Put every line of the items below into a Markdown table with two columns, "Row" for the line number and "Item" for the line itself, leaving out blank lines.

**** DATASET ROWS

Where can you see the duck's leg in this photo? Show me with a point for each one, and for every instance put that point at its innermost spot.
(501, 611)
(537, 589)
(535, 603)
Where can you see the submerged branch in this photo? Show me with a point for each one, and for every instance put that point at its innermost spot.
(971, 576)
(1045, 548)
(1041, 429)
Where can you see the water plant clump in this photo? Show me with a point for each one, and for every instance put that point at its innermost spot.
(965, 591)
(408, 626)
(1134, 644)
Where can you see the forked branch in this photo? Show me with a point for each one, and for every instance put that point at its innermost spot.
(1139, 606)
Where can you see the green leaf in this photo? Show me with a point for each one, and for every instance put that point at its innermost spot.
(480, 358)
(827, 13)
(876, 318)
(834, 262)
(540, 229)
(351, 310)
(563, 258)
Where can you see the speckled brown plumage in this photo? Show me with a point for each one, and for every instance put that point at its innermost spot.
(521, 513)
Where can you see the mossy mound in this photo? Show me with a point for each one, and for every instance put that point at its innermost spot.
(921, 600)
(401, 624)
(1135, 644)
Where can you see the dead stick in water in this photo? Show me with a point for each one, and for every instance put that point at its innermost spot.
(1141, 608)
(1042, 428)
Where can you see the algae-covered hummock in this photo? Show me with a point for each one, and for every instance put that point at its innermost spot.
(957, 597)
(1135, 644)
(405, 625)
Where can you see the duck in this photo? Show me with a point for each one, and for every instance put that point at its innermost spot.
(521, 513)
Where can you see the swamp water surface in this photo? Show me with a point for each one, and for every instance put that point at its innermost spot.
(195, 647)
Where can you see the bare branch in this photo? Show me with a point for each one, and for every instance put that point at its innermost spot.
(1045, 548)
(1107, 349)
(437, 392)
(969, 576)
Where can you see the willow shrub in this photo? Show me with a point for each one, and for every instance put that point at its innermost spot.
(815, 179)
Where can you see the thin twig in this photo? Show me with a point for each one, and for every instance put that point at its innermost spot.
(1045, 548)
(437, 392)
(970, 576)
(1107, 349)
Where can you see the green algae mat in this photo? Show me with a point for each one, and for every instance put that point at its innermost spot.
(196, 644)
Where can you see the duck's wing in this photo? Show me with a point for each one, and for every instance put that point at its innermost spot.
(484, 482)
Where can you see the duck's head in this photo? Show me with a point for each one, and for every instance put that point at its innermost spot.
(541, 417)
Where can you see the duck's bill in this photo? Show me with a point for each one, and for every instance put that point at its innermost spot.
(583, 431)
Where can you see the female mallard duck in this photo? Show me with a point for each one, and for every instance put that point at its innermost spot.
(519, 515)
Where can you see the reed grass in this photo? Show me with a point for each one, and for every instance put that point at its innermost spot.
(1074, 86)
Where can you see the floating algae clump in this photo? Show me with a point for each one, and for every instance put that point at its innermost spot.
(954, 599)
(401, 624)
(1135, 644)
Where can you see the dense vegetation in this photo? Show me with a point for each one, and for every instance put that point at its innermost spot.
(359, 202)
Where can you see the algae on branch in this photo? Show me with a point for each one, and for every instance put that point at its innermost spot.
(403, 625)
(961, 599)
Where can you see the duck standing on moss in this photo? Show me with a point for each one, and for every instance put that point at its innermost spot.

********

=== RESPONSE TO THIS EXERCISE ===
| Row | Item |
|---|---|
| 1 | Where can you see the duck's leg in this photo? Show me with a point for each one, and for every instance put that point at its innermost spot. |
| 2 | (501, 611) |
| 3 | (537, 589) |
| 4 | (535, 603) |
| 5 | Where can you see the submerged branch in this photo? Show me with a point for each one, and for every instance put that point at its innermost spot. |
| 6 | (971, 576) |
| 7 | (1045, 548) |
| 8 | (1041, 429) |
| 9 | Where can you see the water plant clump in this photo? Show me with a point for each one, and for every instance put that point at its innermost spot. |
| 10 | (965, 591) |
| 11 | (408, 626) |
| 12 | (1134, 644) |
| 13 | Where can you see the forked branch in this photo? Show me with a point for each one, and for every instance put that point at its innermost spot. |
| 14 | (1139, 606) |
| 15 | Where can you see the green leaf in this photo? Show me with a point for each one, and for every instance put that point at its innermost spot. |
| 16 | (480, 358) |
| 17 | (827, 13) |
| 18 | (876, 318) |
| 19 | (834, 262) |
| 20 | (540, 229) |
| 21 | (351, 310) |
| 22 | (563, 258) |
| 23 | Where can you see the speckled brown plumage in this photo? Show me with a point for each one, and for every instance put that point at its innermost spot. |
| 24 | (521, 513) |
| 25 | Where can you see the mossy mound in this photo? Show me with a point for each one, and for every instance put that point at its innermost spot. |
| 26 | (921, 600) |
| 27 | (401, 624) |
| 28 | (1135, 644) |
| 29 | Where can you see the dead stick in water in this photo? Show me with a point for each one, and for every instance put that point at its innermost spot. |
| 30 | (1141, 608) |
| 31 | (1042, 428) |
| 32 | Where can you see the algae-covered hummock in this photo? Show me with a point for each one, and for every instance put that point at its innermost spot. |
| 33 | (957, 597) |
| 34 | (1135, 644) |
| 35 | (405, 625) |
| 36 | Where can you see the duck in this photo? Show me with a point for each one, and for every instance put that point at its innermost spot. |
| 37 | (521, 513) |
| 38 | Where can you see the swamp water surface in this photo? Show me with a point for each one, and for every instance put that point at its innermost spot. |
| 39 | (195, 647) |
| 40 | Where can you see the bare branch in this photo? Show me with a point for each one, and for every instance put that point at its innermost spot. |
| 41 | (1045, 548) |
| 42 | (1107, 349) |
| 43 | (437, 392) |
| 44 | (969, 576) |
| 45 | Where can you see the willow shrub in this photo? Show me with a point for each one, and for every instance put that point at its innermost spot. |
| 46 | (815, 179) |
| 47 | Where can you see the thin twig in this photo? Show me with a point for each one, and for every instance put that point at its innermost spot. |
| 48 | (1045, 548) |
| 49 | (437, 392) |
| 50 | (970, 576) |
| 51 | (1107, 349) |
| 52 | Where can you see the green algae mat in this photo? Show me with a point for each one, and for every instance put that point at its innermost spot. |
| 53 | (196, 644) |
| 54 | Where can you see the duck's wing in this photo? Show me with a point for each one, and for every instance put that point at its innermost spot. |
| 55 | (484, 482) |
| 56 | Where can you see the duck's head in this photo? Show me with a point for each one, and for every instance put that point at its innermost spot. |
| 57 | (541, 417) |
| 58 | Where can you see the duck's bill in this photo? Show me with a point for each one, and for every instance put that point at its innermost spot. |
| 59 | (583, 431) |
| 60 | Where can you see the female mallard duck in this photo? Show me with a point for each one, and for every instance put that point at its innermost spot. |
| 61 | (519, 515) |
| 62 | Where can you see the reed grass in this photo? Show me with a point for each one, and for every instance put that point at its innermost spot. |
| 63 | (1074, 86) |
| 64 | Where can you see the floating algae clump in this photo? Show me with a point for each one, and for every instance put that point at its innermost spot. |
| 65 | (954, 599) |
| 66 | (401, 624) |
| 67 | (1135, 644) |
| 68 | Where can you see the dense vegetation in this photo? Show me with a point for each one, and for every instance put that point at its innermost spot. |
| 69 | (359, 202) |
| 70 | Where can you see the algae on branch in this photo? Show me with a point for each one, and for every instance put that point at its innermost spot. |
| 71 | (403, 625) |
| 72 | (961, 599) |
| 73 | Where can you see the duck standing on moss in this photo? Show me with a point for each one, and for every instance put that point at its innermost spot. |